GOAL
Treat the line containing "Tag the black and" as the first line and the final line of the material below as the last; reproduce that range exactly.

INPUT MATERIAL
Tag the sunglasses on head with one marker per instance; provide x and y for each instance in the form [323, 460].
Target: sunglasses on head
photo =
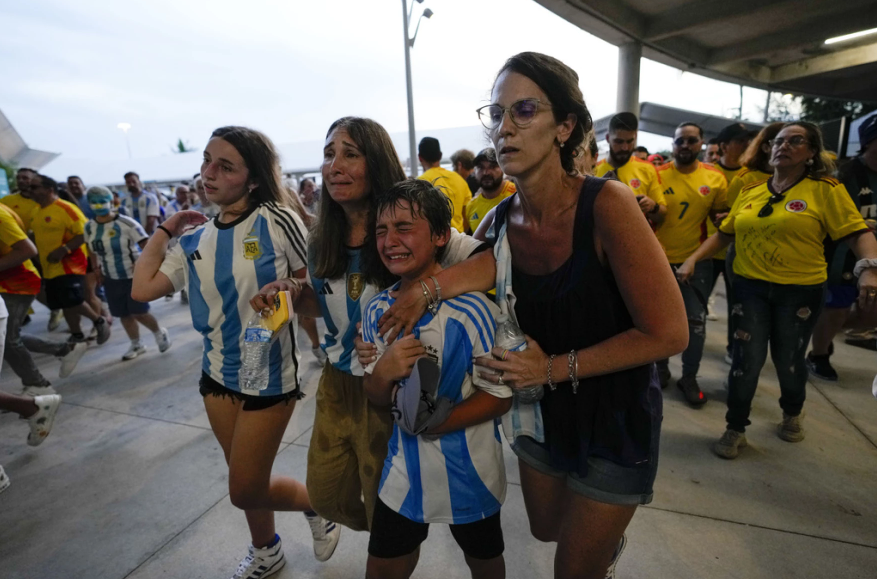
[521, 113]
[768, 207]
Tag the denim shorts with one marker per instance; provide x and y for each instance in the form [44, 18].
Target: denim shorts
[606, 481]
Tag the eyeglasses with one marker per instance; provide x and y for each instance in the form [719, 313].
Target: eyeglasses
[792, 142]
[768, 207]
[521, 113]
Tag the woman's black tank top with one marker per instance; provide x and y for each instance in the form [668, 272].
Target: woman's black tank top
[577, 306]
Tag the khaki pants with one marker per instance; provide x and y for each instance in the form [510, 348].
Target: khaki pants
[348, 448]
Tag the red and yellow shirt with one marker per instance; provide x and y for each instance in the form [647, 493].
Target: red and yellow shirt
[641, 176]
[53, 226]
[23, 278]
[23, 207]
[690, 199]
[786, 246]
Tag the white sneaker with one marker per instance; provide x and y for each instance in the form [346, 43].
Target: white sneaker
[55, 317]
[326, 534]
[35, 391]
[41, 422]
[163, 340]
[4, 480]
[69, 360]
[261, 563]
[133, 351]
[610, 571]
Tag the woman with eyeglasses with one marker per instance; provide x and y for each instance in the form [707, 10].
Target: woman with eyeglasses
[598, 304]
[778, 226]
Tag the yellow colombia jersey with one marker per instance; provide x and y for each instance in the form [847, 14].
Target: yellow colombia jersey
[641, 176]
[786, 246]
[690, 198]
[710, 228]
[480, 206]
[24, 207]
[53, 226]
[455, 187]
[23, 278]
[744, 178]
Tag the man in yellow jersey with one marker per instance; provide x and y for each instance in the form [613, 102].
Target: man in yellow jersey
[19, 284]
[694, 191]
[732, 142]
[20, 201]
[712, 154]
[494, 188]
[58, 228]
[639, 175]
[451, 184]
[463, 162]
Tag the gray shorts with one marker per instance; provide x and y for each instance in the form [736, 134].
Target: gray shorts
[606, 481]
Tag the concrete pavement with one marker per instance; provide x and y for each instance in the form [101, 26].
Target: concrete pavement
[132, 484]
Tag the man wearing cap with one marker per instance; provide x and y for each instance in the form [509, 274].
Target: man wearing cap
[494, 188]
[859, 176]
[463, 162]
[451, 184]
[639, 175]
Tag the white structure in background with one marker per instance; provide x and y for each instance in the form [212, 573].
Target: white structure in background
[14, 151]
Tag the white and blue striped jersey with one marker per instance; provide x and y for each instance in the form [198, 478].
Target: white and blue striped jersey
[141, 208]
[223, 265]
[341, 301]
[460, 477]
[116, 244]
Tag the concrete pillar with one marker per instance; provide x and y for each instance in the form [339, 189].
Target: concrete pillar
[628, 77]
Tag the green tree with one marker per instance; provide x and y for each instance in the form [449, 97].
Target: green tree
[182, 147]
[10, 174]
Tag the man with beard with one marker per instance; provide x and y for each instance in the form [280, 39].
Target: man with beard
[140, 205]
[695, 192]
[639, 175]
[494, 188]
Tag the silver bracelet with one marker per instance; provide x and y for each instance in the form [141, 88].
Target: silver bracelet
[862, 265]
[551, 384]
[573, 362]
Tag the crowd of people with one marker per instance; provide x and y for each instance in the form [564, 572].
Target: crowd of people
[606, 265]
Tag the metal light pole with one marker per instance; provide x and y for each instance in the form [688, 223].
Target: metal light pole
[409, 44]
[125, 127]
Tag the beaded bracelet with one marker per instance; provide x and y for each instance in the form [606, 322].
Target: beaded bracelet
[573, 362]
[551, 384]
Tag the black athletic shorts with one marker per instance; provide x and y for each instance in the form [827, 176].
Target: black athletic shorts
[394, 535]
[65, 291]
[209, 386]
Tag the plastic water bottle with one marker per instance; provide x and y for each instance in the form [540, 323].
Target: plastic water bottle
[510, 337]
[253, 374]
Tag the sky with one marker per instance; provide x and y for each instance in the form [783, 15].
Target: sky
[177, 69]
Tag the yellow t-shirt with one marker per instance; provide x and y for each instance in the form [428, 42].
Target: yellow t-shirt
[690, 198]
[24, 207]
[456, 189]
[480, 206]
[786, 246]
[53, 226]
[710, 228]
[744, 178]
[23, 278]
[641, 176]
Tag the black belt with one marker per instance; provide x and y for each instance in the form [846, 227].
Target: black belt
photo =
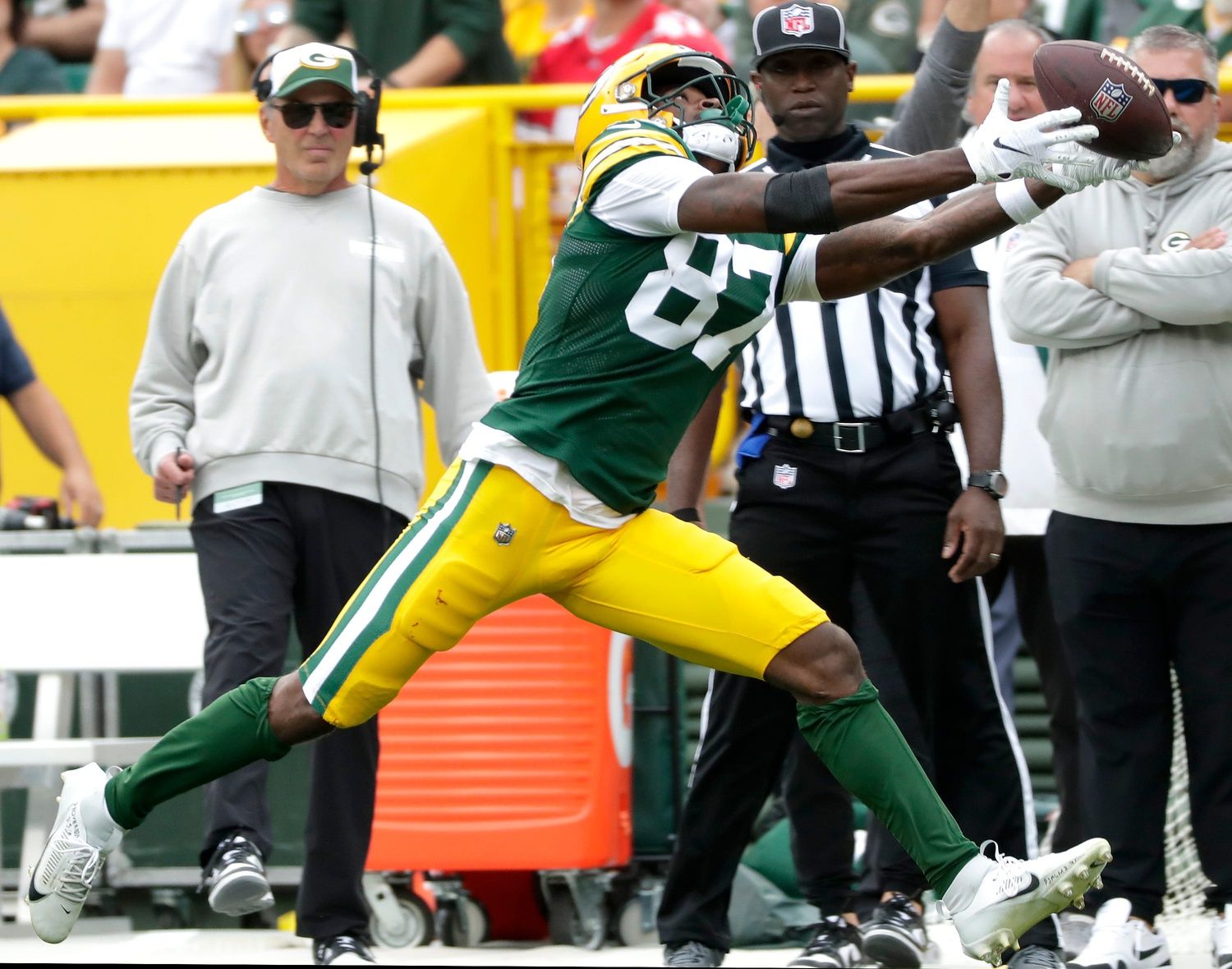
[855, 438]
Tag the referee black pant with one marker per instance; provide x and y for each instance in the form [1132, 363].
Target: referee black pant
[297, 554]
[1130, 599]
[820, 517]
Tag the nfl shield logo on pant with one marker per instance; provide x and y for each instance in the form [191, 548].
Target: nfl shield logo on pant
[504, 533]
[784, 475]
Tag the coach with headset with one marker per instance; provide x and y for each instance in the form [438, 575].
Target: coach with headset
[293, 334]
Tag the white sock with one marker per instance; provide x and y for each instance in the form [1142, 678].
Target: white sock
[100, 826]
[965, 885]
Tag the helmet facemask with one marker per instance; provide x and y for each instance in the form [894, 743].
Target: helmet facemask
[726, 132]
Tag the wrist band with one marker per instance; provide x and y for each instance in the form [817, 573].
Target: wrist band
[1017, 201]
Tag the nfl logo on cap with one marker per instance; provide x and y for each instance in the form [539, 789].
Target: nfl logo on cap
[796, 20]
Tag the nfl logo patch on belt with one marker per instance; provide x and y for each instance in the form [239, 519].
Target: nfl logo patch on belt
[784, 477]
[504, 533]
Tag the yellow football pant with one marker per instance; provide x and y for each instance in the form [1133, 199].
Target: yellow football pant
[485, 538]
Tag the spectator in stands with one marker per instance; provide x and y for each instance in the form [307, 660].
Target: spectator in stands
[49, 429]
[1114, 22]
[1130, 287]
[1217, 24]
[68, 30]
[163, 48]
[714, 15]
[292, 414]
[579, 53]
[258, 25]
[414, 44]
[24, 71]
[530, 26]
[998, 10]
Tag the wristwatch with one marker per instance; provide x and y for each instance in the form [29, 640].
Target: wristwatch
[995, 483]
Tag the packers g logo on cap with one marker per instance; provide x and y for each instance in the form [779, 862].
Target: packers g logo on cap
[319, 61]
[293, 68]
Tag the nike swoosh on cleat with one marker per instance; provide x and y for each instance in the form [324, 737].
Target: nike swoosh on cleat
[997, 143]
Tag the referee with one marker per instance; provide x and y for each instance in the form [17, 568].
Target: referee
[845, 473]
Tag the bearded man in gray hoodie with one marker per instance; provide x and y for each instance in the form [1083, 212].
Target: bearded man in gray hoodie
[1130, 287]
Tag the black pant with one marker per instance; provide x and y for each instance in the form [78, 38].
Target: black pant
[880, 516]
[1025, 562]
[300, 553]
[1130, 599]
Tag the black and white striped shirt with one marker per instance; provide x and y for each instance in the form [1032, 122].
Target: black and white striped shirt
[857, 357]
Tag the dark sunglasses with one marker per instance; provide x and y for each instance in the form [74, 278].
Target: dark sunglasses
[1185, 90]
[300, 113]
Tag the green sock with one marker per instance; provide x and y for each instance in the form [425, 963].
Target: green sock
[864, 749]
[232, 732]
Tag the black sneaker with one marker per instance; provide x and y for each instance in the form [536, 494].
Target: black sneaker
[342, 951]
[692, 953]
[894, 936]
[835, 944]
[1037, 957]
[236, 878]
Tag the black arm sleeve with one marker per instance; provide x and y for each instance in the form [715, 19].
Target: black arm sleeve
[800, 202]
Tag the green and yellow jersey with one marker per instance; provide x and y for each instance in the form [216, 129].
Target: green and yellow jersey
[640, 319]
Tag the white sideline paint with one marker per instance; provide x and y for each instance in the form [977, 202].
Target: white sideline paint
[69, 613]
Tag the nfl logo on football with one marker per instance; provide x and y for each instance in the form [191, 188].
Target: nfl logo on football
[796, 20]
[784, 477]
[1110, 100]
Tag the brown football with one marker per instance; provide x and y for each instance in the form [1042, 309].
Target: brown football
[1113, 93]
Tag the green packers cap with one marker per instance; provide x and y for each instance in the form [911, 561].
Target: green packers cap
[293, 68]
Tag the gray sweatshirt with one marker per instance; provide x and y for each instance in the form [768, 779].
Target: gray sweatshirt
[1138, 409]
[258, 357]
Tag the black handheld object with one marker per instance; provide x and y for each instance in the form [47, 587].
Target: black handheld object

OUTPUT FOR THIS EXERCISE
Tag the black and white striped shirt with one marker per instance; provide x and y for each instance in the form [1032, 122].
Target: black and white striped shirt
[857, 357]
Tag the dark sunglasses with one marker per instance; provide x and y for each instance in the form [74, 278].
Target: dark sunglasses
[1185, 90]
[300, 113]
Tag the green sock with one marker per instance; provide x and y for each instance in the form [425, 963].
Target: green sock
[864, 749]
[232, 732]
Tag the black sneaker with one marker per instance; provide x and y for each instance in the form [536, 494].
Target: black sneaker
[342, 951]
[692, 953]
[894, 936]
[835, 944]
[1037, 957]
[236, 878]
Tag the black arm sleeve with one marker per instance; provide x and y for each instance in the form [715, 19].
Target: black arm sleeve
[800, 202]
Tag the green and yellow jersey with one marker per instance; provide x and y for each instance in the form [216, 129].
Target: green and yellow jersey
[640, 319]
Tag the white sideline paint with one marker per instance; provide x and y for each instance in the form [977, 202].
Target: white sideline paint
[69, 613]
Tag the nfl logo on football with one marker per instance; provide x and y for each instance in the form [191, 188].
Target: nfl logo on football
[796, 20]
[784, 477]
[1110, 100]
Tag the brown football with one marker per instance; provide x and y for each instance in the form [1042, 309].
Target: brown football
[1113, 93]
Tag the green packers cap with one marker per instance; provide x and y for each instance in the form [911, 561].
Target: green packers cap
[293, 68]
Tag the gray sweatshirt with one marker per instance; provide x and y for each instance in the form [768, 779].
Target: gray sweatshirt
[1138, 409]
[258, 357]
Tag the black handheld object with one marker per instance; provide x and y for each instance in the form [47, 587].
Target: black handheld object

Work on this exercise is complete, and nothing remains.